* _What the exercise asks_
Please transcribe the rows below word for word, starting at the line that contains "Each instance receives exactly one keypoint. Mark the person" and ending at the line that contains "Each instance receives exactly one keypoint. Mark the group", with both of those lines included.

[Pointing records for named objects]
=====

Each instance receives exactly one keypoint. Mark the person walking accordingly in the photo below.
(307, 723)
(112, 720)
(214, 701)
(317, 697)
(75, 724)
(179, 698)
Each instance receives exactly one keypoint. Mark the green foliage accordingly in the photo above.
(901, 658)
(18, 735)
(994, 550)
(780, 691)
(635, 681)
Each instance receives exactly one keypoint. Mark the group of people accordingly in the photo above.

=====

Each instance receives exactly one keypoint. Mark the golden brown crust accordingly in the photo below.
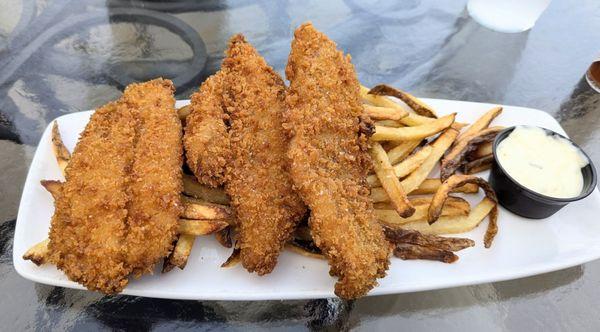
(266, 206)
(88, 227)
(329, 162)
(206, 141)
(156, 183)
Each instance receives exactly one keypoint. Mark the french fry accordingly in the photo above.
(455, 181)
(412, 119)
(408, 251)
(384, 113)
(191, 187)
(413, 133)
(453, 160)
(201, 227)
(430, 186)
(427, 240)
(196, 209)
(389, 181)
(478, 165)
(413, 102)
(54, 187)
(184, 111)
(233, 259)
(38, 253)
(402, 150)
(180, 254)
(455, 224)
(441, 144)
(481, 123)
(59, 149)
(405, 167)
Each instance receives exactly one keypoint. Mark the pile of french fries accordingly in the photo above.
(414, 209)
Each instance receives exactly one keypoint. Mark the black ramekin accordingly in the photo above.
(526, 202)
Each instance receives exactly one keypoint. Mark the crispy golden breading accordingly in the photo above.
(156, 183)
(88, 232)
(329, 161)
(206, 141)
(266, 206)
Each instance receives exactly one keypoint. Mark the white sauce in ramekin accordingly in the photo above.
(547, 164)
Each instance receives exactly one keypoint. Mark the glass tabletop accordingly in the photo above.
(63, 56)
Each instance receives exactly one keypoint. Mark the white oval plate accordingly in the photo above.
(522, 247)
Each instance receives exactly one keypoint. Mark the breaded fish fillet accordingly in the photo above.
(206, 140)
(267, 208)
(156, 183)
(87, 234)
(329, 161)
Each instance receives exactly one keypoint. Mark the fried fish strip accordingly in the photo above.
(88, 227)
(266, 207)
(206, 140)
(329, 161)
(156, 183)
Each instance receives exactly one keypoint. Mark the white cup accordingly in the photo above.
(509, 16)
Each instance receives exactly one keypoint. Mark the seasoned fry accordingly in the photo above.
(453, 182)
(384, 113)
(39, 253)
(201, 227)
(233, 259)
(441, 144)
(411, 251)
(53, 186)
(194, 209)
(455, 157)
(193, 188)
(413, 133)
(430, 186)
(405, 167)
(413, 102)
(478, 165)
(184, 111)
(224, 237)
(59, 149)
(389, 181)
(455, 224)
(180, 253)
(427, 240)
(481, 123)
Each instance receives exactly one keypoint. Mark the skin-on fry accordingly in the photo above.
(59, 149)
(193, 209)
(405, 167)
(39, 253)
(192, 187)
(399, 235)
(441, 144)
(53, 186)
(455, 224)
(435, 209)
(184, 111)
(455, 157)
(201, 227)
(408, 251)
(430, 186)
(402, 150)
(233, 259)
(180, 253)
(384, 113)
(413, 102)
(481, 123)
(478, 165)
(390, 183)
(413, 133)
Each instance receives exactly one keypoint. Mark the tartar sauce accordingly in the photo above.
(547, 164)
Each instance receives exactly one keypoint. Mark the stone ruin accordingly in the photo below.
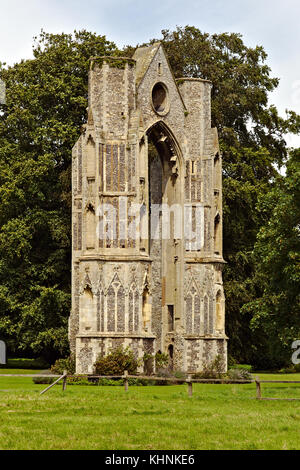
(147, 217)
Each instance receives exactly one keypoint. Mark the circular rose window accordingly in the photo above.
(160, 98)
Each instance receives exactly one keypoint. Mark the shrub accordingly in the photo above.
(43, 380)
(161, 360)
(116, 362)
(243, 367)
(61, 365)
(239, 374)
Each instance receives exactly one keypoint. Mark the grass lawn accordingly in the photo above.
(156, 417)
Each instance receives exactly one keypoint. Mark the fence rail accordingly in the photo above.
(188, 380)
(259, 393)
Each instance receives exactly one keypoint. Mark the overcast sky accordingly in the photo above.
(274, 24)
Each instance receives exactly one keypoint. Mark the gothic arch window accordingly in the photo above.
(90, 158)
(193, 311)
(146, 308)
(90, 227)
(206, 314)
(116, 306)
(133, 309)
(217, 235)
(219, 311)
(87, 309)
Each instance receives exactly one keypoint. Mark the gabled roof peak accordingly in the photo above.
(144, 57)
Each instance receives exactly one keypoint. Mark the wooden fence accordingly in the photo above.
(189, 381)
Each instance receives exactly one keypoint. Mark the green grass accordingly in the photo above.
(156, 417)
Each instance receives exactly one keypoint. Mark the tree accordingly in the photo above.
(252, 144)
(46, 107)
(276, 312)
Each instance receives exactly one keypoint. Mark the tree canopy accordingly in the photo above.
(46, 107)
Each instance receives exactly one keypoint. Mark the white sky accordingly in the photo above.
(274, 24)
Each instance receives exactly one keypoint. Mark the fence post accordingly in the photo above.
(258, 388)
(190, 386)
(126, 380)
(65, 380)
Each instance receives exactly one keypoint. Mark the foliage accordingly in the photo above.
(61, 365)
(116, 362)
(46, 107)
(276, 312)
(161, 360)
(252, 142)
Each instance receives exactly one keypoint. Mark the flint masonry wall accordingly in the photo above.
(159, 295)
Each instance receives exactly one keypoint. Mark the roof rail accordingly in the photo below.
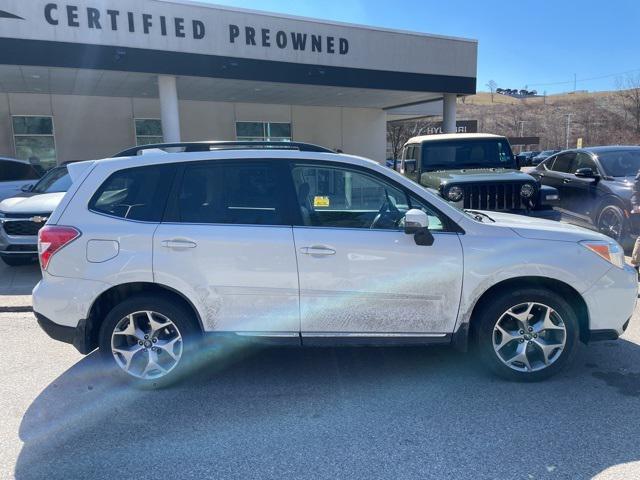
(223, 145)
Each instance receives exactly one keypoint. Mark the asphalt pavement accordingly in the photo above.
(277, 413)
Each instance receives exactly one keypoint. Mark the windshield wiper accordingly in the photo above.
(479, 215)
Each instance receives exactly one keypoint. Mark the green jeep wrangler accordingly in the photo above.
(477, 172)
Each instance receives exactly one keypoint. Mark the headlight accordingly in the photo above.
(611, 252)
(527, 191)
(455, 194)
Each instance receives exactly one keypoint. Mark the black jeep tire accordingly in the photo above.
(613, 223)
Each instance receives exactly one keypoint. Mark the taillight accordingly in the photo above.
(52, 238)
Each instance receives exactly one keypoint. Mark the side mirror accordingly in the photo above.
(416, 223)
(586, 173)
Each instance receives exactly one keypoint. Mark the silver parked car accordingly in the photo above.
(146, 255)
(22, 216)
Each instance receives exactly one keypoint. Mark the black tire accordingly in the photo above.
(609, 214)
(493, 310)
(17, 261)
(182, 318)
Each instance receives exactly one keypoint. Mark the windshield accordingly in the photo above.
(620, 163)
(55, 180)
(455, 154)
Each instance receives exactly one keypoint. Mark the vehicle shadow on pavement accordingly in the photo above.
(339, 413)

=====

* _Solution to the problem_
Each instance receives exactly one keypoint. Mark the person walking accordingly in the photo below.
(307, 723)
(112, 720)
(214, 701)
(317, 697)
(75, 724)
(179, 698)
Each instance receives exactly one keypoint. Mark the green foliage accordingly in the photo above.
(901, 658)
(18, 735)
(994, 550)
(780, 691)
(635, 681)
Each instance receives exactly one keypoint. Mark the group of people accordingly in the photo above.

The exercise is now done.